:: TEKST ŹRÓDŁOWY ::
============
Pracowity rok Straży Miejskiej
- Aktualności
Komendant Straży Miejskiej Grzegorz Grondys w rozmowie z "Miastem z Wizją" podkreślił, że miniony 2017 rok był dla dowodzonej przez niego formacji dość trudny, jeżeli chodzi o organizację służby, ale zarazem bardzo udany, szczególnie pod względem podejmowanych działań prewencyjnych.
- Trudny m.in., dlatego, że mieliśmy spore rotowanie składem osobowym - mówi komendant. - Praktycznie przez cały rok posiadaliśmy dwa wakaty. Pomimo kilkukrotnie prowadzonych naborów, dopiero na koniec roku udało się uzupełnić jeden wakat.
Przy takiej rotacji, braki kadrowe były zauważalne zarówno przy wystawianiu służb do zabezpieczenia imprez i zapewnieniu ciągłości służby oraz miały ogromny wpływ na uzyskane wyniki. Reasumując: Proces ten realizujemy ogromnym wysiłkiem.
- Tradycyjnie, nie uniknęliśmy "strat" osobowych wśród najbardziej doświadczonych - dodaje G. Grondys. - Ze służby odeszło 3 strażników, m.in. do służby w Zakładzie Karnym. Dwie strażniczki przebywały na urlopach macierzyńskich, kolejnych dwóch strażników na długotrwałych zwolnieniach lekarskich. Jeden ze strażników został ranny podczas interwencji (pożar piwnicy) w budynku przy ul. Boh. Warszawy.
Mimo zawirowań kadrowych, komendant Grondys jest w pełni usatysfakcjonowany pracą swoich podwładnych.
============
:: WYODRĘBNIONE WIERSZE ::
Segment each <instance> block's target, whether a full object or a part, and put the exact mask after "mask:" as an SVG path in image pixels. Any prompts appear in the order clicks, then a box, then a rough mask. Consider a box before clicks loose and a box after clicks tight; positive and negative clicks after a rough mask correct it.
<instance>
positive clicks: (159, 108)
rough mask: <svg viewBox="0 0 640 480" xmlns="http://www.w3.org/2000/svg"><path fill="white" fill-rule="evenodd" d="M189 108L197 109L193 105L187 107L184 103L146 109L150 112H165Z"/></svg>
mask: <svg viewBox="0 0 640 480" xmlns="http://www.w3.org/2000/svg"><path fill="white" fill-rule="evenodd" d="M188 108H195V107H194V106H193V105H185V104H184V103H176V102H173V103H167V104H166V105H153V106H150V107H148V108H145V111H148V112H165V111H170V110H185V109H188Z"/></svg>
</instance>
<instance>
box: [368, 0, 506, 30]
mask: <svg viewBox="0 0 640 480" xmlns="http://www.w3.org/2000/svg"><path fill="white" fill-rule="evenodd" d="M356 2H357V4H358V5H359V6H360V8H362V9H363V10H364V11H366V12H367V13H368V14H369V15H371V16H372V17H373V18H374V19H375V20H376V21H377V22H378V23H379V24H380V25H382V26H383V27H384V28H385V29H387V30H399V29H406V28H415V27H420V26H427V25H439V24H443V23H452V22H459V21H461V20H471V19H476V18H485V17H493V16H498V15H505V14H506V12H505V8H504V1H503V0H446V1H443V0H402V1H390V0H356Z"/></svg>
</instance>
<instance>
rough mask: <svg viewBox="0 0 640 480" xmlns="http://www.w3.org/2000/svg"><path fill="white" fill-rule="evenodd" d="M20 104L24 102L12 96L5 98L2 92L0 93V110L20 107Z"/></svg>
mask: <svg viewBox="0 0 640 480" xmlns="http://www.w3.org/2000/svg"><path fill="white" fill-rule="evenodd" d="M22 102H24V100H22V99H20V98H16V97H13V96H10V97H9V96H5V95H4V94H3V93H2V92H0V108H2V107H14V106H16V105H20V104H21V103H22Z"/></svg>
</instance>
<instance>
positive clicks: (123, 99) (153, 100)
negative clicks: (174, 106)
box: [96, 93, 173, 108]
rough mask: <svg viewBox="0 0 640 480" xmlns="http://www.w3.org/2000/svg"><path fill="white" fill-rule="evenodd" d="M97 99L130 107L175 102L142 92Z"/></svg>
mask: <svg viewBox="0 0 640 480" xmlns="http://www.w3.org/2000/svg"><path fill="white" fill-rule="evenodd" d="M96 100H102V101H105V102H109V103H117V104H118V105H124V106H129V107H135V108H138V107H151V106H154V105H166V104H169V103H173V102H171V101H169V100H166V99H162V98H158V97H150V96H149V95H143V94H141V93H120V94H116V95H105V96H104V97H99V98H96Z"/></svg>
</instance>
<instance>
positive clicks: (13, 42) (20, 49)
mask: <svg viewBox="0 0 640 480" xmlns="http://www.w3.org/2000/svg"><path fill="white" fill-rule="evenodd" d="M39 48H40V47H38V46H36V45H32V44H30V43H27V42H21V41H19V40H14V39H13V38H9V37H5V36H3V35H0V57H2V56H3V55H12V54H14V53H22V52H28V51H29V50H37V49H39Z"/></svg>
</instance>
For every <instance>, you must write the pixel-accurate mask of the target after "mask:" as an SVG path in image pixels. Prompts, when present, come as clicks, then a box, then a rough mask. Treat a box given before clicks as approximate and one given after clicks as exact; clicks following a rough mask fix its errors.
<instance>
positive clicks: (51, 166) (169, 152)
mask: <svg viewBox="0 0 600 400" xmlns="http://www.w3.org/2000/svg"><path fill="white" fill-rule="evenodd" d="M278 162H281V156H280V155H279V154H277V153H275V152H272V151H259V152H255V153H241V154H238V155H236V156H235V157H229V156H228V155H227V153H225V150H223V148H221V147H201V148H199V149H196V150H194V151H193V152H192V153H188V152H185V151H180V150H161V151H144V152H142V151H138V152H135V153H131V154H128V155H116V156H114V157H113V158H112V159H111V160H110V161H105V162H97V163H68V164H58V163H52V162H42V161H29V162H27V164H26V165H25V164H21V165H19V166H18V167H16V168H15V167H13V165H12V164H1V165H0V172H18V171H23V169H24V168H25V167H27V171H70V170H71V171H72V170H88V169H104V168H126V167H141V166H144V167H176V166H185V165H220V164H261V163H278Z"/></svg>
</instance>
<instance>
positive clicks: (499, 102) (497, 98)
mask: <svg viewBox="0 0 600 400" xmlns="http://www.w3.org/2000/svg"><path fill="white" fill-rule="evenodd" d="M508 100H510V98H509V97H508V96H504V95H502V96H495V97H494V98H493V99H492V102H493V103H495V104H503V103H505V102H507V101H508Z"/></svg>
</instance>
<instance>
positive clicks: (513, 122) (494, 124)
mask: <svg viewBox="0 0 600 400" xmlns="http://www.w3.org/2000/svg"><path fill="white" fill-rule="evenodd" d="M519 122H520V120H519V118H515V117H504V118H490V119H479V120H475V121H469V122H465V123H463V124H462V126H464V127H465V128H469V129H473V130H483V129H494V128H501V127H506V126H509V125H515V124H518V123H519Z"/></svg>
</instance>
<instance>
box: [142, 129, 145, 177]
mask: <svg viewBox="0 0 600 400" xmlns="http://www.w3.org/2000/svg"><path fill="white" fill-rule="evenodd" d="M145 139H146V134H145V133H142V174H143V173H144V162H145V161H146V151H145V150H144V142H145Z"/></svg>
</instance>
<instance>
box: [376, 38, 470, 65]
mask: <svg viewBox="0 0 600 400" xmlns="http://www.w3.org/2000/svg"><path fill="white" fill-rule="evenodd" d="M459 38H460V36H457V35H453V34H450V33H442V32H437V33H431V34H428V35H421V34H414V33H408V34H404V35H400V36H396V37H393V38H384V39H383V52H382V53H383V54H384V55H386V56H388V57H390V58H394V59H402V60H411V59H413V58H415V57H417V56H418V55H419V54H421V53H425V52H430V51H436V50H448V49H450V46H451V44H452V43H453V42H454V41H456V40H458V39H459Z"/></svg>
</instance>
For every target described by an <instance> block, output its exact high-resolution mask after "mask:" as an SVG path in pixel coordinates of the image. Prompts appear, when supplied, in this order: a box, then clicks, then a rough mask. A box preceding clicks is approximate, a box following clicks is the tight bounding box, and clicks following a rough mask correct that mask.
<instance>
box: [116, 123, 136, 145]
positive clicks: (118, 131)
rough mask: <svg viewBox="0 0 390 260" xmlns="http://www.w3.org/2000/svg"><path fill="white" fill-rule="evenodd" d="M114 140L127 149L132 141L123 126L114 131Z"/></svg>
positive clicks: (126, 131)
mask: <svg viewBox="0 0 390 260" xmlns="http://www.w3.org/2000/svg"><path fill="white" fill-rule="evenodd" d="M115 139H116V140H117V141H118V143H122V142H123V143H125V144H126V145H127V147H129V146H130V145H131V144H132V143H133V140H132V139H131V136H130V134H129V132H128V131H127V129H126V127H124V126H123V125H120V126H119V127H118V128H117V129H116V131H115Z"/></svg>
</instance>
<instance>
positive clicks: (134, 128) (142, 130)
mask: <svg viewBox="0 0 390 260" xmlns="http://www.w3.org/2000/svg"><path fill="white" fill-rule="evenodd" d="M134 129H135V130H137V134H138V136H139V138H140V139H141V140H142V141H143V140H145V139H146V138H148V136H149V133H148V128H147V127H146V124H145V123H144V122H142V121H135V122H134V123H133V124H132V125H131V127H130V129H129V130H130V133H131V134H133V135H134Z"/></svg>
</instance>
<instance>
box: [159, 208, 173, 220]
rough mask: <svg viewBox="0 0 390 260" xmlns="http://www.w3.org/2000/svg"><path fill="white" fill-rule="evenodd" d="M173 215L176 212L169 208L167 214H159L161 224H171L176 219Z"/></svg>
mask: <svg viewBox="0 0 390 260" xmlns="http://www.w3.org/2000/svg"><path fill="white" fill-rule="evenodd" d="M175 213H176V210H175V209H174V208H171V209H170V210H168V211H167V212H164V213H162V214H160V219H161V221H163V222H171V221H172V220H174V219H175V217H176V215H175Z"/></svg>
============
:: ZADANIE ::
Przepisz fragment tekstu o Straży Miejskiej od "Pracowity rok Straży" do "podejmowanych działań prewencyjnych." włącznie, podmieniając "dość trudny" na "wyjątkowo trudny".

:: ODPOWIEDŹ ::
Pracowity rok Straży Miejskiej
- Aktualności
Komendant Straży Miejskiej Grzegorz Grondys w rozmowie z "Miastem z Wizją" podkreślił, że miniony 2017 rok był dla dowodzonej przez niego formacji wyjątkowo trudny, jeżeli chodzi o organizację służby, ale zarazem bardzo udany, szczególnie pod względem podejmowanych działań prewencyjnych.